TASK DIRECTIONS | Update the listing below by changing each "photograph" to "image" and leaving every other part as it is. Leave the pictures out of your answer.

DATA ENTRIES |
++++
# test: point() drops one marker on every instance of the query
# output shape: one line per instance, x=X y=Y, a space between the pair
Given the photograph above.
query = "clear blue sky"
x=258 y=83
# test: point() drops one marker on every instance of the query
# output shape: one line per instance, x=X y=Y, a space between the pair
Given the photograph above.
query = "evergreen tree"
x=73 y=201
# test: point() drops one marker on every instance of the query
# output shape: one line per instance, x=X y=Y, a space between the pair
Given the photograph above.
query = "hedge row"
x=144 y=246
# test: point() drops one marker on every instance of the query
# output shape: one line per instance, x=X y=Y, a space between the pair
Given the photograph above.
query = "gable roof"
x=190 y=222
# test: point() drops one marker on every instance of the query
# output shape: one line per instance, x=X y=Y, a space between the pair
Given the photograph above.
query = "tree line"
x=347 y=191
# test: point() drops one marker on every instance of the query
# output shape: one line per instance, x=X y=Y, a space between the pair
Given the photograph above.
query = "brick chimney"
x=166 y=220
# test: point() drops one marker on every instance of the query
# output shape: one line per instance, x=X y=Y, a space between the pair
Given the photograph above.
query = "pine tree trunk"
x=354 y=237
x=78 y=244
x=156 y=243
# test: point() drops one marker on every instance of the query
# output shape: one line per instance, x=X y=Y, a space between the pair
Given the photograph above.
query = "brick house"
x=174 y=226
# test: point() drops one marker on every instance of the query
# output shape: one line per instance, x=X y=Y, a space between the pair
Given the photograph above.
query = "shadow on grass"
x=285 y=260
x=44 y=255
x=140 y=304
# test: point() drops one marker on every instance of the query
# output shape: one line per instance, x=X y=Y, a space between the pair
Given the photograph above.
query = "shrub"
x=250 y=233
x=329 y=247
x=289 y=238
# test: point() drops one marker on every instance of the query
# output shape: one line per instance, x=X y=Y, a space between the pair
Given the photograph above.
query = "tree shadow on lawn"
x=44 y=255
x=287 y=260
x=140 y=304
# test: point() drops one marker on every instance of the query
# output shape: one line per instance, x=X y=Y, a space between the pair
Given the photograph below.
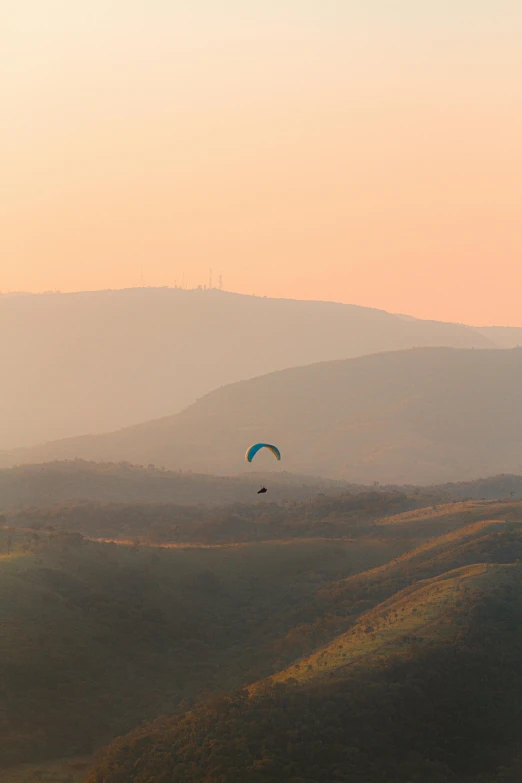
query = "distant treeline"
x=319 y=517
++++
EXERCISE OUTPUT |
# test: point() drops one marker on every instance of the query
# output shape: one line per instance, x=X y=Y, a space between the pair
Given the image above.
query = "clear blue sky"
x=258 y=83
# test: point() drops one marker on every instance of the query
# output shape: one line per instance, x=X y=Y, a space between the pair
Given the image above.
query = "evergreen tree"
x=73 y=201
# test: point() drops one marker on every instance of the query
# output shape: one line per instance, x=X y=Y, a space between the pair
Given the image above.
query = "hedge row"
x=144 y=246
# test: point() drops one marker on every instance of the query
# output shape: one line per instance, x=X y=Y, a space between the pair
Given the image above.
query = "gable roof"
x=190 y=222
# test: point() drops one marker on every instance of the query
# output shape: one line per instance, x=X y=Y, a space between the pair
Given the image above.
query = "tree line"
x=347 y=191
# test: point() drops one marker on every instance of the query
# output shape: one line per instance, x=X y=Y, a space between the pair
Given the image above.
query = "brick chimney"
x=166 y=220
# test: point() drops one marker on every instance of the query
# output shape: one line per instance, x=X y=Y, a space between the pair
Given the image above.
query = "pine tree trunk"
x=354 y=237
x=78 y=244
x=156 y=243
# test: point() drops one marker on every instance of the query
# output shape: one line per instance, x=X y=Y, a space between the pair
Given the image above.
query = "brick house"
x=174 y=226
# test: point() drops one marker on every instance of the query
# output shape: one line per instance, x=X y=Y, a space between the pair
Given the image above.
query = "shadow on grass"
x=285 y=260
x=44 y=255
x=140 y=304
# test: point() drops one marker on every instance of the query
# output shape: one line per instance, x=X y=Y, a space between the pair
Given the image above.
query = "shrub"
x=250 y=233
x=329 y=247
x=289 y=238
# test: point() drops one marker on every instance of the query
# output shape: one line per instance, x=X y=Y, a space between the pair
Given the image above.
query = "tree shadow on lawn"
x=44 y=255
x=287 y=260
x=140 y=304
# test: point() drops one marker on every instance of the query
# output shape: one line per instance, x=X y=Y, a space between the pair
Given the image below.
query = "distant treeline"
x=319 y=517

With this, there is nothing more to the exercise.